EXERCISE TASKS:
**A.** In the article on the Operation Fast and Furious sentencings, what sentence did Sean Christopher Steward receive?
**B.** Please continue the article on the Operation Fast and Furious sentencings from where it stops.

Published November 27, 2012
Two men were sentenced Monday for their roles in the U.S. government's botched Operation Fast and Furious, in which agents from the Bureau of Alcohol, Tobacco, Firearms and Explosives smuggled weapons to Mexican cartels in an effort to track illegal guns and dismantle their networks.
The investigation into Operation Fast and Furious quickly unraveled after illegally purchased weapons turned up at the scene of a fatal Border Patrol agent shooting.
Jacob Anthony Montelongo was sentenced in federal court in Phoenix to nearly 3 1/2 years in prison after pleading guilty to conspiracy and dealing guns without a license. Sean Christopher Steward received a nine-year sentence for conspiracy and making false statements to authorities.
According to the U.S. Justice Department, Steward and Montelongo were among so-called straw buyers who illegally purchased weapons for traffickers and Mexican drug cartels in a wide-ranging Phoenix-based gun trafficking ring.
In Operation Fast and Furious, agents from the Bureau of Alcohol, Tobacco, Firearms and Explosives used a controversial tactic called gun-walking, where instead of intercepting all weapons believed to be purchased illegally almost immediately, they wanted to track the guns back to high-level arms traffickers who had long eluded prosecution, in an effort to dismantle their networks.
But federal agents lost track of many of the guns purchased at Arizona shops before they ended up in Mexico, where many of them have been recovered at crime scenes. The operation ultimately identified more than 2,000 illicitly purchased weapons, and some 1,400 of them have yet to be found.
Two guns in Operation Fast and Furious were found on the U.S. side of the border at the scene of the 2010 fatal shooting of Border Patrol Agent Brian Terry.
Five men have since been charged in Terry's death. One pleaded guilty last month and faces life in prison. Three others remain fugitives.

AVAILABLE DATA:
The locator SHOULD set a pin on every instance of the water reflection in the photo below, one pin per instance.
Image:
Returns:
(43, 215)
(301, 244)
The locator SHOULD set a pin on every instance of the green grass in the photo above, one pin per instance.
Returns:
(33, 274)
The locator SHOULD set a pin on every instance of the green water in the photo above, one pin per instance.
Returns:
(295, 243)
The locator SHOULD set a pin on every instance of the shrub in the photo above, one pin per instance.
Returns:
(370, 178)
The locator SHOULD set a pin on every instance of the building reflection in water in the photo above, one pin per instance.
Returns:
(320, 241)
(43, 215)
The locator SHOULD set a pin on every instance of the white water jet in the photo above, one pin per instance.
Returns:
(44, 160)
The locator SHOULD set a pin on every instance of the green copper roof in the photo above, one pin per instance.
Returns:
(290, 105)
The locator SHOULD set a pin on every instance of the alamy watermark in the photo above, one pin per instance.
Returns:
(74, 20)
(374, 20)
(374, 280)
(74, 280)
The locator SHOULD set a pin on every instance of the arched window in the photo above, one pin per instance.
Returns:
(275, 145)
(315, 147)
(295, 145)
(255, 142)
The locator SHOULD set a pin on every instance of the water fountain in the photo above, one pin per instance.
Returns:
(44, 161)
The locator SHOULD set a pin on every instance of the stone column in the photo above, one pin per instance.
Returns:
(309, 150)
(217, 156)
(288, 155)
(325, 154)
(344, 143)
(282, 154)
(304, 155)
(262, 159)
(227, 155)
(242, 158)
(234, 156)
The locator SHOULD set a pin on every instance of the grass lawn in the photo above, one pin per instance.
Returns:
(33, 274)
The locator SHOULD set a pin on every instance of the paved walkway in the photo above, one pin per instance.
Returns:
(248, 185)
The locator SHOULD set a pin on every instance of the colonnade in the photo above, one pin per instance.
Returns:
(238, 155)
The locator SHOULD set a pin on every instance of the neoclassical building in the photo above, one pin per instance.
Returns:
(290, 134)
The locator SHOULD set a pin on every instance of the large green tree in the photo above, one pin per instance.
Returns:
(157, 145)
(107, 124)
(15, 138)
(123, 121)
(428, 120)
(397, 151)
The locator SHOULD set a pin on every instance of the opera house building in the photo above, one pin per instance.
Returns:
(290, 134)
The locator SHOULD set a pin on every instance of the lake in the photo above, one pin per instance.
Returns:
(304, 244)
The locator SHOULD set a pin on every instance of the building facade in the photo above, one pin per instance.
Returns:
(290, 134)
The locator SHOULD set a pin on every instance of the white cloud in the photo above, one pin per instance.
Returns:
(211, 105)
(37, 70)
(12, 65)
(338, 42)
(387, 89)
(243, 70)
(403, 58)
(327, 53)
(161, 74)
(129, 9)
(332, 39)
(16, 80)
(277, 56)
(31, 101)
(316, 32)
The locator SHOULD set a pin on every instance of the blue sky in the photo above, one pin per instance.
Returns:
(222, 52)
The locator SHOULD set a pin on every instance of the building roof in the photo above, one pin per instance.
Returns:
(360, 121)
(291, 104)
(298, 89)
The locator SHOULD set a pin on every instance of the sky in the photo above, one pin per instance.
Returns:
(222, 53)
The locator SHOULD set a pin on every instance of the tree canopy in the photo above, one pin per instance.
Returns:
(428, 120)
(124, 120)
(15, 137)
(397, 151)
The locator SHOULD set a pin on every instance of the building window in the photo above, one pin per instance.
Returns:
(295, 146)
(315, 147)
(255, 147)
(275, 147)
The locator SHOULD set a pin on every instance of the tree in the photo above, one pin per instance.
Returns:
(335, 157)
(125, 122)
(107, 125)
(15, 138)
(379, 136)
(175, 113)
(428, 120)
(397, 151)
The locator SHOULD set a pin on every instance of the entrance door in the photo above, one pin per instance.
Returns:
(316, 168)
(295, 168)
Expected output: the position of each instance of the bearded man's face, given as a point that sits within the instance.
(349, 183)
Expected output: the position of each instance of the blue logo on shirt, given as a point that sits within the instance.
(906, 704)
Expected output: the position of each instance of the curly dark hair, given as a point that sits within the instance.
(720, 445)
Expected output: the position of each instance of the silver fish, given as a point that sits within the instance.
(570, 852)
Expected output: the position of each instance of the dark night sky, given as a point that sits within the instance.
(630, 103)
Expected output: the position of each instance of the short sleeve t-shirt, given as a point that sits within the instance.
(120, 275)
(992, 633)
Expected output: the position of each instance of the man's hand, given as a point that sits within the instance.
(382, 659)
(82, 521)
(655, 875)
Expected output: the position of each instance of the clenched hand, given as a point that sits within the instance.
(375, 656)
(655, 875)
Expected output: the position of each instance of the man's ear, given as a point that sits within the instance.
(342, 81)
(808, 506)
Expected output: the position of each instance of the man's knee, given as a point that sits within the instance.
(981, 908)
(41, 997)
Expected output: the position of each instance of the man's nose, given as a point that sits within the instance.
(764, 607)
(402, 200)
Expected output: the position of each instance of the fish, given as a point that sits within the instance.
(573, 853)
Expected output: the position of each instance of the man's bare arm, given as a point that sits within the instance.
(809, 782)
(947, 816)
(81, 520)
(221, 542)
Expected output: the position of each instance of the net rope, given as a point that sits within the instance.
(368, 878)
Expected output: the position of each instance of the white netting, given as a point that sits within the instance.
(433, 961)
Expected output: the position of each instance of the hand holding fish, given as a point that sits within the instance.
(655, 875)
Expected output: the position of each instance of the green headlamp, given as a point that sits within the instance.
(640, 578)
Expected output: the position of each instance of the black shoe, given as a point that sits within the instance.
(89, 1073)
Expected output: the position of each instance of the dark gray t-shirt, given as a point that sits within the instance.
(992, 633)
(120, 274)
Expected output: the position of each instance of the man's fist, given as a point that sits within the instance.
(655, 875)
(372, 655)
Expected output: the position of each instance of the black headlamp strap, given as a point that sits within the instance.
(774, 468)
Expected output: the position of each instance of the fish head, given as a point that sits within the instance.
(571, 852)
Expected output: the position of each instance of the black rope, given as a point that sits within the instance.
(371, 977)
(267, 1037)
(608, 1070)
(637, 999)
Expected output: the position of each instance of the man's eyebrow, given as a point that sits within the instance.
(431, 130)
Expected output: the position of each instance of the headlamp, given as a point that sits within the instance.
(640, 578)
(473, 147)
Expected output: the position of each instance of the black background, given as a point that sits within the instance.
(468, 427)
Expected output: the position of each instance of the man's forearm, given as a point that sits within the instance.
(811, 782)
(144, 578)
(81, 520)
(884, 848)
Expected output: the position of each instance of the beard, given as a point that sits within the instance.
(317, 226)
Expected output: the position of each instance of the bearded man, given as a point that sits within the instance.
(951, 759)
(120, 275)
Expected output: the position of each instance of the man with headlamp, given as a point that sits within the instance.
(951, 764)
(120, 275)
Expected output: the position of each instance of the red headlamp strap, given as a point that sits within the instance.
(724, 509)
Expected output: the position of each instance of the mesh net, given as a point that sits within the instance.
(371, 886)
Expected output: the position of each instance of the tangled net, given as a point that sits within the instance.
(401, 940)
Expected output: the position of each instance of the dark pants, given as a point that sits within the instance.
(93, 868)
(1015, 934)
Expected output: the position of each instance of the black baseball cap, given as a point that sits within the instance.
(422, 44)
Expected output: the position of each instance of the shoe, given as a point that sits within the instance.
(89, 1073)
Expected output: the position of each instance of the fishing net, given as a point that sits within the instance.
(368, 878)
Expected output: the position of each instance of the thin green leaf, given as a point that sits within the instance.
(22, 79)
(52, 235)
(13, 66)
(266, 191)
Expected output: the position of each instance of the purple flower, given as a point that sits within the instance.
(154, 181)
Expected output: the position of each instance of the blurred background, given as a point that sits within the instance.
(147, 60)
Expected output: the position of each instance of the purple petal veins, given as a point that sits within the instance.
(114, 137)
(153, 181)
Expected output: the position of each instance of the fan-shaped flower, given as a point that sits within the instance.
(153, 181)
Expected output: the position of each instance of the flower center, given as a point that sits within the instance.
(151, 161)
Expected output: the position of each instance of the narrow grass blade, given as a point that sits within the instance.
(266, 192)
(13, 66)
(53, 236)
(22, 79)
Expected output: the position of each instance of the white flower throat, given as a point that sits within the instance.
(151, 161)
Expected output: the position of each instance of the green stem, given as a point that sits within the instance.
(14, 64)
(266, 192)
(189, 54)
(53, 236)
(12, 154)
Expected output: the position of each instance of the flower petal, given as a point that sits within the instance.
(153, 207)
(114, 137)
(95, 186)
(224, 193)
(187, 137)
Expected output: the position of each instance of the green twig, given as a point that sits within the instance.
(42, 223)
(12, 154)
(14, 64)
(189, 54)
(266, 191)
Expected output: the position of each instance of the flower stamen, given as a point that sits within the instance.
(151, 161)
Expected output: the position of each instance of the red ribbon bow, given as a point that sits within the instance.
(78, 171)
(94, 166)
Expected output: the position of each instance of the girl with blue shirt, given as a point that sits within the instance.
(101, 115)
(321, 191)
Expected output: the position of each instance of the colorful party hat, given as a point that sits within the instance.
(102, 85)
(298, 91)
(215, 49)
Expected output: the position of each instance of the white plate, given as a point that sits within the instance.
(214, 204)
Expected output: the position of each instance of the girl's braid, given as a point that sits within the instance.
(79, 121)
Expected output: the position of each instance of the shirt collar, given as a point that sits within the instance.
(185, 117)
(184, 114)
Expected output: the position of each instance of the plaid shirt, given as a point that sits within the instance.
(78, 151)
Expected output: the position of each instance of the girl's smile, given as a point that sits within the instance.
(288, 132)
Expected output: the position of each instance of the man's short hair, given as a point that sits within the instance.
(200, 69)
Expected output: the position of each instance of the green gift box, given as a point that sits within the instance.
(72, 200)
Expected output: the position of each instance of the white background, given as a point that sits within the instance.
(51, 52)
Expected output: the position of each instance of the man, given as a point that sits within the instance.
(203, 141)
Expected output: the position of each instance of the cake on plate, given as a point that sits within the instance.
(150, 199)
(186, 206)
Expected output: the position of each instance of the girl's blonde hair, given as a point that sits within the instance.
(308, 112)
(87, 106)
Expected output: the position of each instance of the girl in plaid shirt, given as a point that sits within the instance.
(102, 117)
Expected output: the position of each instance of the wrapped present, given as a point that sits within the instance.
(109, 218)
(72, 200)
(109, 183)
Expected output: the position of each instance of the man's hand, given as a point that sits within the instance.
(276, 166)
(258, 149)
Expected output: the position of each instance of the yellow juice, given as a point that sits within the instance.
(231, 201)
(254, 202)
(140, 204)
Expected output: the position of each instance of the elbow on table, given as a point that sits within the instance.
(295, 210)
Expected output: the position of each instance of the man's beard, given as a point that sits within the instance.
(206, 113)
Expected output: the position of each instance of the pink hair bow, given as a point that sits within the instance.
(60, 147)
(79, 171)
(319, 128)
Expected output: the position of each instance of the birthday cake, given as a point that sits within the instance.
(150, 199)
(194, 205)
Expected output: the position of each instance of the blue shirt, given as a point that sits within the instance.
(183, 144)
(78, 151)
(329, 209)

ANSWERS BELOW:
**A.** A nine-year sentence for conspiracy and making false statements to authorities.

**B.**
In his guilty plea, Manuel Osorio-Arellanes admitted he was part of a rip-off crew that sneaked into the United States from Mexico about a week before Terry's death. He said they stashed guns and food supplies on the U.S. side of the border, aiming to rob marijuana smugglers and undocumented immigrants.
Operation Fast and Furious has led to widespread congressional criticism. President Barack Obama has invoked executive privilege in the case, and Attorney General Eric Holder has been found to be in contempt of Congress.
Twenty people were initially indicted in the overall weapons case, including Montelongo and Steward, who authorities say were among the most prolific of the straw buyers. They were accused of illegally purchasing hundreds of firearms sold to criminals in Mexico, including associates of major Mexican drug cartels.
Steward is accused of paying more than $176,000 provided by the leader of a gun trafficking organization to purchase nearly 290 weapons, including high-powered rifles. Authorities say Montelongo illegally bought and assisted in the purchase of 109 firearms.
Steward's attorney, Diego Rodriguez, said he plans to appeal his client's sentence. Montelongo's attorney did not return telephone calls or emails seeking comment.